■ Required work: Nothing but the lines from the one with "Phrase: thin branch" through the last line of the data should be restated, each word for word.

■ Dataset excerpts:
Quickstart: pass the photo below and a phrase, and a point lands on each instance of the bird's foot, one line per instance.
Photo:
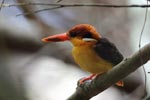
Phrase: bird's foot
(120, 83)
(81, 81)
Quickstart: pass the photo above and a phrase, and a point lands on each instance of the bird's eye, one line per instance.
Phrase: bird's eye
(73, 34)
(87, 35)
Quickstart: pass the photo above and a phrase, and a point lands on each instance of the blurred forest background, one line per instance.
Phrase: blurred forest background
(32, 70)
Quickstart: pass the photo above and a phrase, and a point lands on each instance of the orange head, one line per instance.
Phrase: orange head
(79, 34)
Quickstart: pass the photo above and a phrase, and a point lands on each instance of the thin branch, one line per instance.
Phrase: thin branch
(78, 5)
(30, 12)
(59, 1)
(140, 39)
(120, 71)
(1, 4)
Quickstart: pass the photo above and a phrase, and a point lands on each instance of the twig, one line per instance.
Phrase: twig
(59, 1)
(37, 11)
(90, 89)
(140, 39)
(78, 5)
(1, 4)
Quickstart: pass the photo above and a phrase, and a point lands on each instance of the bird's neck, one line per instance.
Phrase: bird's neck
(80, 43)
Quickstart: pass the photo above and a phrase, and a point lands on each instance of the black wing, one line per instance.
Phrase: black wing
(108, 51)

■ Answer to this task:
Phrase: thin branch
(78, 5)
(30, 12)
(59, 1)
(140, 39)
(120, 71)
(1, 4)
Quickstart: pass the photo above and a phrase, and a point lands on each instance of the twig, one line per instance.
Phrase: twig
(59, 1)
(37, 11)
(90, 89)
(140, 39)
(78, 5)
(1, 4)
Quickstart: pass the photo above and a phrase, and a point lands on each instance of the bird's neck, one line per instance.
Phrase: bird's neck
(80, 43)
Quickstart: pass the photo above and a phrase, and a point lands on each instance of the black wing, one line per instance.
Phrase: black wing
(108, 51)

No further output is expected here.